Spin-teresting Effects of Binary Star Formation

Title: The Turbulent Origin of Outflow and Spin Misalignment in Multiple Star Systems

Authors: Stella Offner, Michael Dunham, Katerine Lee, Hector Arce, and Drummond Fielding

First Author Institution: Department of Astronomy, University of Massachusetts

Status: Open access on ArXiv, closed access on ApJ

Figure 1: The big dipper seen in our night sky. Mizar and Alcor are perhaps the most famous multi-star system, but there are many binary systems out there. It’s been a puzzle to figure out how two or more stars can form at nearly the same time and place and end up gravitationally associated with each other.

If you live at a similar latitude to me, or live in the northern hemisphere (hopefully with less cloudy snowy weather… #Michigan), you can see the big dipper on the horizon right now. It is visible right after sunset. You might be familiar with the seven bright stars that make up this asterism. But hold up! It’s actually eight stars. In the middle of the handle, there are actually two stars very close to each other called Mizar and Alcor. Normally when you look at any two bright stars next to each other in the sky, they are not physically close to each other. One could be very bright and far away, the other dimmer and closer to us. But Mizar and Alcor are actually gravitationally bound to each other, orbiting a common center of mass. This is what we call a binary star system (although Mizar and Alcor actually have some extra fainter companions, making it a multiple star system).

Turns out that there are many stars out there that are in what we call binary, or multiple star systems. We also see a wide range of separations between the stars in these systems. For example, two stars could be anywhere from just 30 AU out to 10,000 AU apart from each other. Binary star systems occur very frequently. We even see exoplanets around them. The way binary systems evolve can have tremendous insight into high energy phenomena such as x-ray binary systems, stellar evolution, and the population of field stars. This is all to say that binary systems exist, and it is very much worth understanding how they got to be there!

Looking at little baby stars, we see that even at these young ages, stars form alongside other stars forming a binary or multi-star system right from the beginning. There are two main paths to forming two stars at once. One, is turbulent fragmentation. That happens when you have a molecular core infalling and starting to form a star, but something happens like a shock wave or other source of turbulence that produces an over-density within that core, forming a sort of secondary core within a core. The second method is disk fragmentation. That happens when a protostellar disk has started to form, but perhaps it is growing in mass very quickly, and a gravitational instability can be triggered, forming a ‘seed’ of a secondary companion. In general, one might assume that turbulent fragmentation would lead to binary systems with wide separations, and disk fragmentation would lead to shorter separations. This is because turbulent fragmentation can happen over very large distances, but disk fragmentation only occurs in a disk with typically is around 200AU. You might also expect that turbulent fragmentation will lead to stars with different and random spins while stars forms from ~the same disk would have aligned spins. This paper explores the question: If turbulent fragmentation is occurring, what would the final state of binary/multi-star systems look like?

[Segmentation dataset records]
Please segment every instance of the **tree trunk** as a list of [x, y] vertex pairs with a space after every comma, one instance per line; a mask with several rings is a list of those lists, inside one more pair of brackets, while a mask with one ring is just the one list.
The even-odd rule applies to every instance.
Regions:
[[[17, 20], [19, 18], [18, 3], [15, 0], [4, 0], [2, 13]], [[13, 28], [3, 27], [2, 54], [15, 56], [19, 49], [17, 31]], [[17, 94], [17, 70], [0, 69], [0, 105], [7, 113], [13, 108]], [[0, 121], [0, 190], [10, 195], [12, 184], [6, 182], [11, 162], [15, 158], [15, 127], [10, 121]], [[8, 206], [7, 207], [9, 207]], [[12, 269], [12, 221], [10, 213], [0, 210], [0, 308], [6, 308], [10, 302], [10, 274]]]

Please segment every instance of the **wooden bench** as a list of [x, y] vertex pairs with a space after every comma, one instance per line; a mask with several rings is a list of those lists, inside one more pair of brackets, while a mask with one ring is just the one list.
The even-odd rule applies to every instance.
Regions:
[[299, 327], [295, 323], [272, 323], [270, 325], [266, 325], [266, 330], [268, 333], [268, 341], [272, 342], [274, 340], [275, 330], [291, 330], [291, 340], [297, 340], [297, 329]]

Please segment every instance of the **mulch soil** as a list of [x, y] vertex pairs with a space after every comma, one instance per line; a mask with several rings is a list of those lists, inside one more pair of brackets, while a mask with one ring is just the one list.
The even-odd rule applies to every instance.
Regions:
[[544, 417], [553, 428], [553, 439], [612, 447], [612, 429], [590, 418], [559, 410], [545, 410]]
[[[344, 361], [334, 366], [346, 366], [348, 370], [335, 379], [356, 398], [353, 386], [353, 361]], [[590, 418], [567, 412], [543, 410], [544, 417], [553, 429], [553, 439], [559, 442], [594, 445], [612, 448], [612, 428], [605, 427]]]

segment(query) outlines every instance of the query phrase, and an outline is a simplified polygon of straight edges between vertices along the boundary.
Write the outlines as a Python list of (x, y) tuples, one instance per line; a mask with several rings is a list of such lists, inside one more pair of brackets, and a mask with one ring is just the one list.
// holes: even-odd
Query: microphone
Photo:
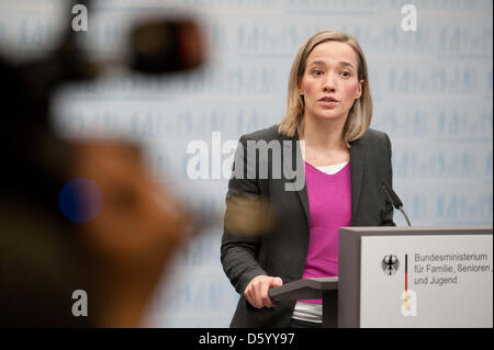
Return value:
[(403, 210), (403, 202), (402, 202), (402, 200), (400, 200), (400, 197), (393, 191), (391, 185), (388, 182), (383, 181), (382, 182), (382, 189), (386, 193), (388, 199), (391, 201), (391, 203), (393, 203), (393, 206), (395, 208), (397, 208), (400, 212), (402, 212), (403, 216), (405, 216), (405, 219), (406, 219), (406, 223), (408, 224), (408, 226), (412, 226), (412, 224), (409, 223), (408, 216), (406, 215), (405, 211)]

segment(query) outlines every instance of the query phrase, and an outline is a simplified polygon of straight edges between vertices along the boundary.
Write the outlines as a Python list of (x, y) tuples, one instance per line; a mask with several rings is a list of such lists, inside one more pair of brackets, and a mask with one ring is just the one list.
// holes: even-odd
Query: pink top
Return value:
[[(350, 162), (327, 174), (305, 162), (310, 239), (303, 279), (338, 275), (338, 232), (351, 226)], [(304, 300), (321, 304), (322, 300)]]

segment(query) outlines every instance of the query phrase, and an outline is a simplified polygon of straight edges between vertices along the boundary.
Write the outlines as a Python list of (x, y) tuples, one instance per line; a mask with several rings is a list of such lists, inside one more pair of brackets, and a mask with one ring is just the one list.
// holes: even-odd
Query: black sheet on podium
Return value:
[(297, 280), (269, 290), (274, 302), (295, 300), (323, 300), (323, 328), (338, 326), (338, 278)]

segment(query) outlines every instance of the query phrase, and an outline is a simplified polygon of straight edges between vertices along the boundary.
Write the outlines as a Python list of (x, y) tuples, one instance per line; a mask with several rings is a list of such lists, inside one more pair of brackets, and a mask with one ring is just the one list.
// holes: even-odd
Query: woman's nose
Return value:
[(326, 79), (324, 79), (323, 90), (335, 91), (335, 89), (336, 89), (336, 78), (333, 75), (326, 75)]

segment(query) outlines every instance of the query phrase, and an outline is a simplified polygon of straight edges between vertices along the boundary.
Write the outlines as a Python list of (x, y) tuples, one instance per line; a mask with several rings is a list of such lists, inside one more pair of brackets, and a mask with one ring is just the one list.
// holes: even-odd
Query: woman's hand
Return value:
[(273, 307), (274, 303), (269, 297), (268, 291), (273, 286), (280, 285), (283, 285), (283, 281), (280, 278), (271, 278), (263, 274), (257, 275), (247, 284), (244, 295), (254, 307)]

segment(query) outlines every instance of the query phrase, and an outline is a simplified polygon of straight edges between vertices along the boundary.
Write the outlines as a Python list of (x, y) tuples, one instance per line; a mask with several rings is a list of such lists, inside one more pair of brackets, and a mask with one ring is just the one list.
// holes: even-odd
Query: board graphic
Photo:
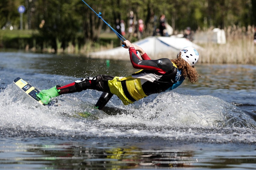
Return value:
[(19, 77), (15, 78), (15, 80), (13, 81), (13, 82), (28, 95), (41, 104), (44, 105), (36, 95), (36, 93), (39, 93), (40, 92), (39, 90)]

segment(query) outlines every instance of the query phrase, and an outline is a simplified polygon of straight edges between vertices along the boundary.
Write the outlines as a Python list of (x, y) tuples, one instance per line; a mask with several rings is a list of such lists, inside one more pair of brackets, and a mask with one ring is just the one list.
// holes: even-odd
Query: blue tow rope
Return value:
[[(85, 2), (85, 1), (84, 1), (84, 0), (82, 0), (82, 1), (83, 2), (84, 2), (85, 4), (86, 4), (86, 5), (87, 5), (87, 6), (88, 6), (88, 7), (89, 7), (89, 8), (90, 8), (90, 9), (91, 10), (92, 10), (97, 15), (97, 16), (98, 16), (98, 17), (99, 17), (99, 18), (100, 18), (100, 19), (102, 19), (102, 21), (103, 21), (104, 22), (105, 22), (105, 24), (107, 24), (107, 25), (108, 25), (108, 27), (109, 27), (109, 28), (110, 28), (111, 29), (111, 30), (113, 30), (113, 31), (114, 31), (114, 33), (115, 33), (116, 34), (117, 34), (117, 36), (118, 36), (118, 37), (119, 37), (119, 38), (120, 38), (120, 39), (121, 39), (121, 40), (122, 40), (122, 41), (123, 41), (123, 42), (124, 41), (125, 41), (125, 40), (126, 40), (125, 38), (124, 38), (124, 37), (123, 37), (122, 36), (122, 35), (120, 35), (120, 34), (119, 34), (119, 33), (118, 33), (117, 32), (117, 31), (116, 31), (115, 30), (115, 29), (114, 29), (113, 28), (112, 28), (112, 27), (111, 27), (111, 26), (110, 26), (110, 25), (109, 24), (108, 24), (108, 23), (107, 23), (107, 22), (106, 22), (106, 21), (105, 21), (105, 20), (104, 20), (104, 19), (103, 19), (102, 18), (102, 17), (101, 17), (101, 16), (100, 16), (100, 15), (101, 15), (101, 14), (101, 14), (101, 12), (99, 12), (99, 14), (97, 14), (97, 13), (96, 13), (96, 12), (95, 11), (94, 11), (94, 10), (93, 10), (93, 9), (92, 9), (92, 8), (91, 8), (91, 7), (90, 7), (90, 6), (89, 6), (88, 5), (88, 4), (87, 4), (87, 3), (86, 3), (86, 2)], [(124, 45), (122, 45), (122, 46), (123, 46), (123, 47), (124, 47)]]

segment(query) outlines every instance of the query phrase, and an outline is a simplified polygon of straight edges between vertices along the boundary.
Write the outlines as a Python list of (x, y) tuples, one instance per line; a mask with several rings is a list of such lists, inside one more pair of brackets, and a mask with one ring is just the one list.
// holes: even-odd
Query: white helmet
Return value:
[[(181, 53), (181, 58), (187, 62), (190, 66), (194, 66), (199, 58), (198, 52), (197, 50), (190, 47), (183, 48), (180, 51), (180, 53)], [(177, 57), (178, 55), (177, 56)]]

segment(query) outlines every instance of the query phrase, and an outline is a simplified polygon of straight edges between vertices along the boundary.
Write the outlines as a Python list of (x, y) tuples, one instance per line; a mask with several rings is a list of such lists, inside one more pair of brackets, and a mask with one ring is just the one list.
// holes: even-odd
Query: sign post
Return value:
[(26, 8), (23, 5), (20, 5), (18, 7), (18, 12), (20, 13), (20, 29), (22, 30), (23, 27), (23, 21), (22, 21), (23, 14), (25, 12), (26, 10)]

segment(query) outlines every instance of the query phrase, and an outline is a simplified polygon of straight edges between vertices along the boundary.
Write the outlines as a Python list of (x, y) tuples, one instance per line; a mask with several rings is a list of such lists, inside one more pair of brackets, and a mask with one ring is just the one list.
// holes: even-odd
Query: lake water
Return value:
[[(127, 53), (127, 57), (129, 57)], [(35, 102), (13, 83), (42, 90), (99, 74), (136, 71), (128, 60), (0, 52), (0, 169), (252, 169), (256, 167), (256, 66), (197, 66), (201, 76), (172, 91), (123, 105), (101, 93)], [(86, 111), (98, 119), (86, 119)]]

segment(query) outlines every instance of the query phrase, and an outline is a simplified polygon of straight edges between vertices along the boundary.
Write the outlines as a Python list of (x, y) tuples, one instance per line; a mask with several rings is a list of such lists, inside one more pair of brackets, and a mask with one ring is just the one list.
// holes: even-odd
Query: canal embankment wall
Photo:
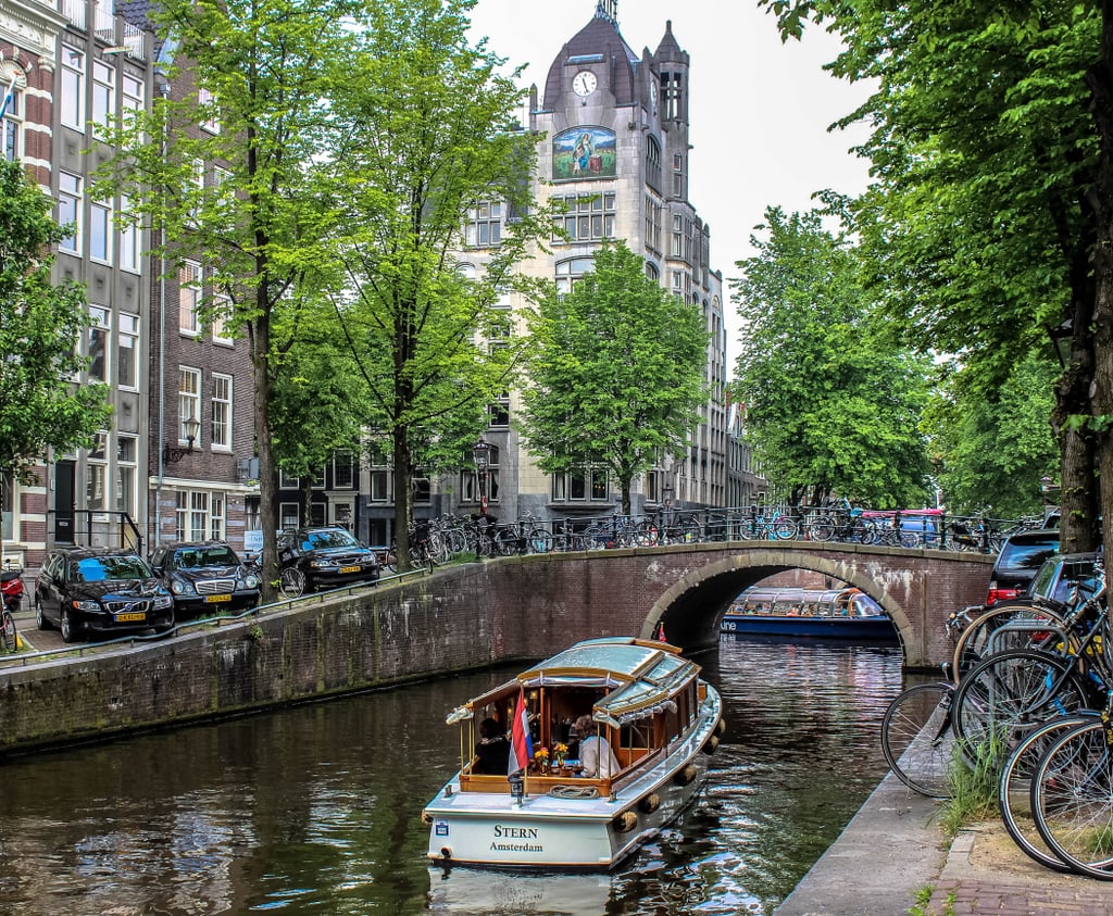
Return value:
[[(0, 667), (0, 755), (385, 688), (638, 633), (643, 595), (520, 558)], [(569, 608), (575, 608), (574, 613)]]

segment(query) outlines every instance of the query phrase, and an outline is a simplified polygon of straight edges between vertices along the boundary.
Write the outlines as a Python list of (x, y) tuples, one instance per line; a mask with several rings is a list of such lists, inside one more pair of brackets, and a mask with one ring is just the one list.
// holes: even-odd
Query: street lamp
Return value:
[(483, 436), (472, 446), (472, 460), (475, 462), (475, 483), (480, 489), (480, 513), (486, 515), (487, 506), (487, 467), (491, 466), (491, 450), (494, 446)]
[(194, 443), (197, 441), (197, 436), (201, 431), (201, 423), (190, 413), (189, 416), (181, 422), (181, 425), (186, 433), (186, 447), (171, 449), (169, 445), (164, 445), (162, 461), (166, 464), (177, 464), (186, 455), (190, 455), (194, 452)]

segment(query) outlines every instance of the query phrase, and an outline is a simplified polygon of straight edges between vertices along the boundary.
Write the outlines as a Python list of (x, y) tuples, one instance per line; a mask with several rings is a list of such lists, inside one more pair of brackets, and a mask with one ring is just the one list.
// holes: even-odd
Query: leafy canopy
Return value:
[(924, 361), (881, 337), (854, 249), (816, 211), (766, 211), (732, 280), (742, 319), (731, 388), (766, 474), (794, 502), (922, 504)]
[(88, 361), (85, 290), (50, 282), (51, 245), (66, 237), (52, 201), (19, 162), (0, 161), (0, 476), (23, 475), (48, 449), (91, 444), (111, 415), (108, 388), (77, 386)]
[(529, 381), (519, 424), (545, 472), (605, 465), (630, 511), (630, 483), (679, 456), (707, 403), (708, 334), (695, 305), (646, 274), (623, 242), (567, 295), (550, 287), (528, 316)]

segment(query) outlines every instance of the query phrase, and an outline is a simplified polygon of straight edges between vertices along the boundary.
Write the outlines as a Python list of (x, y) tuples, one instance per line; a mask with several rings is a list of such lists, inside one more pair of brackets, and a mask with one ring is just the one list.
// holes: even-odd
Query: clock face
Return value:
[(598, 85), (599, 80), (591, 70), (581, 70), (572, 77), (572, 91), (578, 96), (590, 96)]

* [PARTS OF THE EXERCISE]
**a)** According to the binary star formation article, why might turbulent fragmentation be expected to produce wide binary separations and disk fragmentation shorter ones? Answer in one to three sentences.
**b)** Carry the binary star formation article forward from its final sentence.
None of this data is needed for the work that comes next.

* [ANSWERS PROVIDED]
**a)** Turbulent fragmentation can occur across very large distances. Disk fragmentation only happens inside a protostellar disk, which typically spans around 200 AU.

**b)**
In order to explore this problem, this group creates simulations that start with a molecular core of uniform density and uniform magnetic field. They then produce some turbulence with random motions and random intensities and see what happens. They run this simulation on molecular cores of 4, 6, and 8 solar masses so that there is enough mass for turbulence to have an effect over a wide range, and not so massive where they accidentally form a massive star.

They run a total of 12 simulations with different core masses and random turbulent fields, and they end up forming five single stars, five binary systems, and two triple systems.  So turbulent fragmentation works! Great, now, they want to see how far apart these stars are from each other typically. They plot the average separation over time and produce this figure:

Figure 2: The average separation of two stars in a binary systems over time. The green stars represent stars that were born from a 8 solar mass core, while the blues represent stars born in 4 or 6 solar mass cores. They see that the more massive initial core, the farther separated the stars will be, but regardless of inital mass, all stars start to migrate closer to each other (figure 1 in paper). The figure in the upper right is a snapshot of their simulation with the diamonds representing the two stars.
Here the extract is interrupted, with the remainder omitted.